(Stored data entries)
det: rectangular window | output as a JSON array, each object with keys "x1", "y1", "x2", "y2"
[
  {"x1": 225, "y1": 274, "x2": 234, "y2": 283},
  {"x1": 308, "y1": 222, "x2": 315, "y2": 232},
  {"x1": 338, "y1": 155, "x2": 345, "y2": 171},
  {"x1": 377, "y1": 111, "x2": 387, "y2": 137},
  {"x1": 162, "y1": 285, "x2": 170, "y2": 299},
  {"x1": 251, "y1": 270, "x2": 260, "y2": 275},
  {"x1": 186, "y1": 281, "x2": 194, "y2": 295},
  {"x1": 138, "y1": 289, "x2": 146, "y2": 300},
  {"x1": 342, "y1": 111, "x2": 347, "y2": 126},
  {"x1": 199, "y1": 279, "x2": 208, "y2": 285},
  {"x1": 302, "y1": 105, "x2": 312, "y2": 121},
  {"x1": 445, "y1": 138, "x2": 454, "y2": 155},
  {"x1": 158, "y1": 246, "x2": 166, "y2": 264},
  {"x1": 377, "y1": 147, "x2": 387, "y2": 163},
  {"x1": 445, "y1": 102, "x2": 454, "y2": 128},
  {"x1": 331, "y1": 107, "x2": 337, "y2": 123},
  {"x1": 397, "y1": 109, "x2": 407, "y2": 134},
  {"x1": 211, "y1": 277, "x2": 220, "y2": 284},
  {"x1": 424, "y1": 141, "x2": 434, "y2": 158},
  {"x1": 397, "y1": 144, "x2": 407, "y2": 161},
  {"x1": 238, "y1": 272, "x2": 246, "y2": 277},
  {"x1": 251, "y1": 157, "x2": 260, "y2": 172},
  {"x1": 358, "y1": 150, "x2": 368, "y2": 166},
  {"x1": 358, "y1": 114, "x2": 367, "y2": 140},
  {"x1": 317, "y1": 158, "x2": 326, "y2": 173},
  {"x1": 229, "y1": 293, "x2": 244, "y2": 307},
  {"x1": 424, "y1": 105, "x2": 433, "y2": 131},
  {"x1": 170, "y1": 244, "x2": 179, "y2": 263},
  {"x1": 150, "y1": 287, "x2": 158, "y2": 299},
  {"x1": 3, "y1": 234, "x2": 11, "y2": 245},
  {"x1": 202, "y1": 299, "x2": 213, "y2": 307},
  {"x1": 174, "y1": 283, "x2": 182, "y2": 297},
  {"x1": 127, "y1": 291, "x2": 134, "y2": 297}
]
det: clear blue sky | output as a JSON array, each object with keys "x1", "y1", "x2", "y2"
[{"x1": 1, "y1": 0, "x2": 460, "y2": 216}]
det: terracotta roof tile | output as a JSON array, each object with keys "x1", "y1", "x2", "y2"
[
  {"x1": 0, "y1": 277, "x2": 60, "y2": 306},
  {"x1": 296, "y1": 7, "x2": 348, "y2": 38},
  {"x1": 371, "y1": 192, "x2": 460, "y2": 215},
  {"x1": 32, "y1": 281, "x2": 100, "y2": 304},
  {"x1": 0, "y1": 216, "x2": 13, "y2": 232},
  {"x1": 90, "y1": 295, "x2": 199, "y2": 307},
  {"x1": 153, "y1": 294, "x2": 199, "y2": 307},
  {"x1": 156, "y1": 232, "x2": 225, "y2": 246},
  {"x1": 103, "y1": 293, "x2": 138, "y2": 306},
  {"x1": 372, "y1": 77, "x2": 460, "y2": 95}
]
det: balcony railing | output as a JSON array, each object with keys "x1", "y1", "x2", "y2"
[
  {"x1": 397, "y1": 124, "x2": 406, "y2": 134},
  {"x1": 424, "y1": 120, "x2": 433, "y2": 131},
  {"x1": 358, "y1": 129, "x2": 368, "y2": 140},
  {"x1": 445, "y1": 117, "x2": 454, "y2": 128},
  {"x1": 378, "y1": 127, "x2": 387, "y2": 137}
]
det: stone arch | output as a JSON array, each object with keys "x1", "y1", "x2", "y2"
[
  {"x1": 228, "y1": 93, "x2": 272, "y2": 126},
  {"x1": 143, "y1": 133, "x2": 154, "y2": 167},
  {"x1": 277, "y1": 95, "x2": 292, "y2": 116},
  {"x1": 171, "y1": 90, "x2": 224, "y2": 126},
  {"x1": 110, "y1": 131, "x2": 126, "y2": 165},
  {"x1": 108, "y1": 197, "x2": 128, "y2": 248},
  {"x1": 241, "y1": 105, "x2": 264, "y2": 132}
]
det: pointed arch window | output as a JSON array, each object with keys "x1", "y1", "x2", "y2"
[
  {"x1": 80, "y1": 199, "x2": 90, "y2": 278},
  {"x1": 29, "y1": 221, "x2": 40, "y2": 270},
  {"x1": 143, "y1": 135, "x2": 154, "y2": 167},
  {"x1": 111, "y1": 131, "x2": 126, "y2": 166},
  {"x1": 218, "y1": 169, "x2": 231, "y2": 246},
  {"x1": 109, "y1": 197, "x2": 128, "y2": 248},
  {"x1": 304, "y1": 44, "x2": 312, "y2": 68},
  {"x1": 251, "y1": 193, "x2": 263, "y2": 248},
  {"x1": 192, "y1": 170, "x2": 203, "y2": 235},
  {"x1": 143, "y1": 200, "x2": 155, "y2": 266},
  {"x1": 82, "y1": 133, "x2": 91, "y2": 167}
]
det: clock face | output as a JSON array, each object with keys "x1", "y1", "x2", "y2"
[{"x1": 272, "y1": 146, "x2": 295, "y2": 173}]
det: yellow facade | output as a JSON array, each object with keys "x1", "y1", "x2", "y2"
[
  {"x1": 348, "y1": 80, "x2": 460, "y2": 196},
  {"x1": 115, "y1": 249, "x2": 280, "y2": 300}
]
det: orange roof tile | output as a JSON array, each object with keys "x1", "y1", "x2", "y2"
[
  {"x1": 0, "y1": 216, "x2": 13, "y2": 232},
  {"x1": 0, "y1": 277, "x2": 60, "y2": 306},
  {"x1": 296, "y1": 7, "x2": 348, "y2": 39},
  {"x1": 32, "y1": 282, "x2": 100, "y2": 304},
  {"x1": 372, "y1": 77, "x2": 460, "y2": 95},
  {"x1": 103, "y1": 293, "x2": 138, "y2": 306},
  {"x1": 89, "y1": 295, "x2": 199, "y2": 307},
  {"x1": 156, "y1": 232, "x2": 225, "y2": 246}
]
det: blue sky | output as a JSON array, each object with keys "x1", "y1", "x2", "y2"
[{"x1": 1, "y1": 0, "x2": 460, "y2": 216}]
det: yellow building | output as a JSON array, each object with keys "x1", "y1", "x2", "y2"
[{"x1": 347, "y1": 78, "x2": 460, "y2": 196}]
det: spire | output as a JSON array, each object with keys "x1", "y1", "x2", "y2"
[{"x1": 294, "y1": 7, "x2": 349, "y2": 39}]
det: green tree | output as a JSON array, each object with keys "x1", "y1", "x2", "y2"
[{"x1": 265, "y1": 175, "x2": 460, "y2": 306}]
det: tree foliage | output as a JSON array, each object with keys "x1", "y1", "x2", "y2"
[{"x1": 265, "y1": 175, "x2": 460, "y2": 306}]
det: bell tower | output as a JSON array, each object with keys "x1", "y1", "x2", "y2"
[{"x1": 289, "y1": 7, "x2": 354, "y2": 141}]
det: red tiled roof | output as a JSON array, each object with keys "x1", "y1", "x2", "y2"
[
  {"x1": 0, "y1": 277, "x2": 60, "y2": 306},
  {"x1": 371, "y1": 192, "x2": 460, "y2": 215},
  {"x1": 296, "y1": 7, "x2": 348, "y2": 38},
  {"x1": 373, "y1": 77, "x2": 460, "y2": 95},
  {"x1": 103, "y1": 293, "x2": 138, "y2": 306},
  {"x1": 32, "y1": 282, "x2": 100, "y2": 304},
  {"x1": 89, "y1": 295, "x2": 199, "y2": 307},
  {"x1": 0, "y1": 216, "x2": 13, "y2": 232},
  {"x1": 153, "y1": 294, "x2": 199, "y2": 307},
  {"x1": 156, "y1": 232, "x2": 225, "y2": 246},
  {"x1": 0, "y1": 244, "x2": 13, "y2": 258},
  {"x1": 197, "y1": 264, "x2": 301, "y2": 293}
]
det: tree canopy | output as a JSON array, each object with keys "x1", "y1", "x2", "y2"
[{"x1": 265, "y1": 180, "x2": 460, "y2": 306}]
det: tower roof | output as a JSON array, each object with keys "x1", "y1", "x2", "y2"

TASK BRIEF ->
Please return, exactly as written, the line containing "det: yellow building" and every line after it through the end of the records above, and nothing else.

EXERCISE SOLUTION ->
det: yellow building | output as a JSON array, each object with keys "x1", "y1", "x2", "y2"
[{"x1": 347, "y1": 78, "x2": 460, "y2": 196}]
det: spire | output as a JSON array, each object with keys "x1", "y1", "x2", "y2"
[{"x1": 294, "y1": 7, "x2": 349, "y2": 39}]
det: green tree | output as a JSON array, each object with keys "x1", "y1", "x2", "y2"
[{"x1": 265, "y1": 175, "x2": 460, "y2": 306}]
det: tree foliage | output as a JSON array, each object with keys "x1", "y1", "x2", "y2"
[{"x1": 265, "y1": 175, "x2": 460, "y2": 306}]
det: bell tower | output as a JSON array, each object with keys "x1", "y1", "x2", "y2"
[{"x1": 289, "y1": 7, "x2": 354, "y2": 141}]
det: red tiled roof | output as a JSON array, each object with keys "x1", "y1", "x2", "y2"
[
  {"x1": 0, "y1": 277, "x2": 60, "y2": 306},
  {"x1": 371, "y1": 192, "x2": 460, "y2": 215},
  {"x1": 296, "y1": 7, "x2": 348, "y2": 38},
  {"x1": 373, "y1": 77, "x2": 460, "y2": 95},
  {"x1": 103, "y1": 293, "x2": 138, "y2": 306},
  {"x1": 32, "y1": 282, "x2": 100, "y2": 304},
  {"x1": 89, "y1": 295, "x2": 199, "y2": 307},
  {"x1": 0, "y1": 216, "x2": 13, "y2": 232},
  {"x1": 153, "y1": 294, "x2": 199, "y2": 307},
  {"x1": 156, "y1": 232, "x2": 225, "y2": 246},
  {"x1": 0, "y1": 244, "x2": 13, "y2": 258},
  {"x1": 197, "y1": 264, "x2": 301, "y2": 293}
]
det: tree canopy | output as a JSON array, each object with keys "x1", "y1", "x2", "y2"
[{"x1": 265, "y1": 180, "x2": 460, "y2": 306}]
det: tower roof | output as a JSON array, each object with keys "x1", "y1", "x2", "y2"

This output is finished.